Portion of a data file
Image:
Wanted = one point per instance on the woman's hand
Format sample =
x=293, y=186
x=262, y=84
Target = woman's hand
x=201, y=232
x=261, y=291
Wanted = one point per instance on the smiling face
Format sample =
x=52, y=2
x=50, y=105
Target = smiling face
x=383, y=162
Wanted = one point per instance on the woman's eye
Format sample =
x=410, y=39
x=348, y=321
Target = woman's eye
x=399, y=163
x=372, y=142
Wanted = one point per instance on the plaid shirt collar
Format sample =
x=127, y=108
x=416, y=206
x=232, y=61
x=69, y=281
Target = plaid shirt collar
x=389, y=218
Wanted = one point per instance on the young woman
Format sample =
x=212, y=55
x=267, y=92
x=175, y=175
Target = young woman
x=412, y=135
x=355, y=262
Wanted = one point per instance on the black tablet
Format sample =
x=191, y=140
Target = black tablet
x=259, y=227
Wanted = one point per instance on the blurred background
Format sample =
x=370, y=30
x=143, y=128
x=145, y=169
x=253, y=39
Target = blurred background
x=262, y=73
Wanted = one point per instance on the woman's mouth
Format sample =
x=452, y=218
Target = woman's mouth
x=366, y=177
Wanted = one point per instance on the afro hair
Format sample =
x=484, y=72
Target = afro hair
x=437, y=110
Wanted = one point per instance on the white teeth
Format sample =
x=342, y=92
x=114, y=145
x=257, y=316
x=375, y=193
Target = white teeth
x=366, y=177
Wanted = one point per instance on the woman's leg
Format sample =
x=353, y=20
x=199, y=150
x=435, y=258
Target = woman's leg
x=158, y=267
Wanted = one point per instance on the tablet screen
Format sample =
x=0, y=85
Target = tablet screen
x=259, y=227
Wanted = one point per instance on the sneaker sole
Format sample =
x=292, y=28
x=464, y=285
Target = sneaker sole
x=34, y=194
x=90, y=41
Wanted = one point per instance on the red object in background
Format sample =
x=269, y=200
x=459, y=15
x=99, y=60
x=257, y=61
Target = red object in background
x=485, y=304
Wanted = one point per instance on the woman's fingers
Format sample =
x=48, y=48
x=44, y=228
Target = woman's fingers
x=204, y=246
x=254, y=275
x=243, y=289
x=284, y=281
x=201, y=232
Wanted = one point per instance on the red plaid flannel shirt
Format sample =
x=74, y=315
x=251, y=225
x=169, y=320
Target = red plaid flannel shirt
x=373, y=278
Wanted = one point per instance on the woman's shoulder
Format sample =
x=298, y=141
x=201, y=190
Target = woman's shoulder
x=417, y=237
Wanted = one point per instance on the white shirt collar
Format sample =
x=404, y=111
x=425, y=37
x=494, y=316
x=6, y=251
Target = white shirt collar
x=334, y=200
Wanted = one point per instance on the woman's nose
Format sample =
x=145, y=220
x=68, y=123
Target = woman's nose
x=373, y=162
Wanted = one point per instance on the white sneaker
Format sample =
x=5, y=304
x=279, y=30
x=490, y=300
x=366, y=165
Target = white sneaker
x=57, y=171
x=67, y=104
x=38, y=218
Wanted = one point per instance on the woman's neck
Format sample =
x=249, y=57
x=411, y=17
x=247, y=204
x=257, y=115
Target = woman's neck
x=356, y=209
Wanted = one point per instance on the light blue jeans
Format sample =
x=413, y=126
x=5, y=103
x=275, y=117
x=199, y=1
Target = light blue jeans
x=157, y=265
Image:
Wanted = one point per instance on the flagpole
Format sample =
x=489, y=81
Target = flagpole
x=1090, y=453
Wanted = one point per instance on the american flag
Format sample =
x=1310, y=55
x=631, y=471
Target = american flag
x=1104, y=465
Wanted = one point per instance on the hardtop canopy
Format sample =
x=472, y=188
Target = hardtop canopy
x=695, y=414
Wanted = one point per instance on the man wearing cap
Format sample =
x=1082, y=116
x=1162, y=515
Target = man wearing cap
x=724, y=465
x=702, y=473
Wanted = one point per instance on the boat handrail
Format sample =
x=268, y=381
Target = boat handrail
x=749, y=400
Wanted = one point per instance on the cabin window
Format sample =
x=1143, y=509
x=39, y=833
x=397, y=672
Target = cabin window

DESCRIPTION OF THE TASK
Return all of the material above verbatim, line for line.

EXERCISE ANSWER
Image:
Wanted = one point per instance on the woman's hand
Format sample =
x=293, y=186
x=262, y=84
Target = woman's hand
x=201, y=232
x=261, y=291
Wanted = one point per instance on the smiling face
Format sample =
x=52, y=2
x=50, y=105
Target = smiling face
x=383, y=162
Wanted = one point per instance on the woman's eye
Format sample =
x=410, y=39
x=348, y=321
Target = woman's eye
x=399, y=163
x=372, y=142
Wanted = one point per instance on the plaid shirt collar
Format sample =
x=127, y=108
x=416, y=206
x=232, y=61
x=69, y=281
Target = plaid shirt collar
x=389, y=218
Wanted = one point per instance on the young woman
Format sample =
x=212, y=55
x=267, y=92
x=175, y=175
Target = young woman
x=412, y=135
x=355, y=262
Wanted = one point per instance on the black tablet
Format sample =
x=191, y=140
Target = black tablet
x=259, y=227
Wanted = one point per instance on the blurred background
Format sample =
x=370, y=30
x=143, y=128
x=145, y=169
x=253, y=39
Target = blurred background
x=262, y=73
Wanted = one point per instance on the woman's mouth
Format sample =
x=452, y=218
Target = woman's mouth
x=366, y=177
Wanted = one point per instance on the afro hair
Format sample =
x=484, y=72
Target = afro hair
x=437, y=110
Wanted = one point per instance on the white teeth
Format sample =
x=342, y=92
x=114, y=145
x=257, y=316
x=375, y=193
Target = white teeth
x=366, y=177
Wanted = one point per instance on the woman's leg
Format sample =
x=353, y=20
x=199, y=150
x=435, y=258
Target = woman's leg
x=158, y=267
Wanted = one point per instance on the tablet screen
Format sample =
x=0, y=85
Target = tablet screen
x=259, y=227
Wanted = one point per instance on the sneaker sole
Format sample =
x=292, y=28
x=464, y=285
Target = sneaker sole
x=34, y=194
x=90, y=41
Wanted = one point per instance on the red object in background
Format sample =
x=269, y=200
x=459, y=15
x=99, y=60
x=257, y=61
Target = red object in background
x=485, y=304
Wanted = one point per instance on the woman's fingers
Format sample =
x=48, y=48
x=44, y=228
Target = woman's fingers
x=204, y=246
x=254, y=275
x=243, y=289
x=284, y=281
x=201, y=232
Wanted = one point per instance on the red plaid flannel shirt
Format sample =
x=74, y=315
x=251, y=225
x=169, y=320
Target = red plaid flannel shirt
x=373, y=278
Wanted = one point per instance on the woman's shoulder
Format sample =
x=298, y=141
x=201, y=190
Target = woman's shoulder
x=417, y=237
Wanted = one point per instance on the white shirt collar
Format sample =
x=404, y=111
x=425, y=37
x=494, y=316
x=6, y=251
Target = white shirt collar
x=334, y=200
Wanted = one point per instance on the woman's nose
Format sample =
x=145, y=220
x=68, y=123
Target = woman's nose
x=373, y=162
Wanted = one point per instance on the white sneaker
Format sample =
x=5, y=304
x=279, y=30
x=490, y=300
x=366, y=165
Target = white sneaker
x=57, y=171
x=67, y=104
x=38, y=218
Wanted = one point per instance on the woman's neck
Format sample =
x=249, y=57
x=411, y=17
x=247, y=204
x=257, y=115
Target = woman's neck
x=356, y=209
Wanted = one point per instance on the light blue jeans
Format sample =
x=413, y=126
x=5, y=103
x=275, y=117
x=199, y=1
Target = light blue jeans
x=157, y=265
Image:
Wanted = one point per instance on the flagpole
Format sample =
x=489, y=81
Target = flagpole
x=1090, y=453
Wanted = one point per instance on the american flag
Format sample =
x=1310, y=55
x=631, y=471
Target = american flag
x=1104, y=465
Wanted = one point per instance on the hardtop canopy
Format sample =
x=472, y=188
Target = hardtop canopy
x=695, y=414
Wanted = one point per instance on the man wearing cap
Format sample =
x=1082, y=116
x=1162, y=515
Target = man wearing cap
x=724, y=465
x=702, y=473
Wanted = one point per instance on the boat handrail
Format sample =
x=268, y=381
Target = boat handrail
x=749, y=400
Wanted = one point per instance on the cabin window
Format sample =
x=1143, y=509
x=39, y=833
x=397, y=672
Target = cabin window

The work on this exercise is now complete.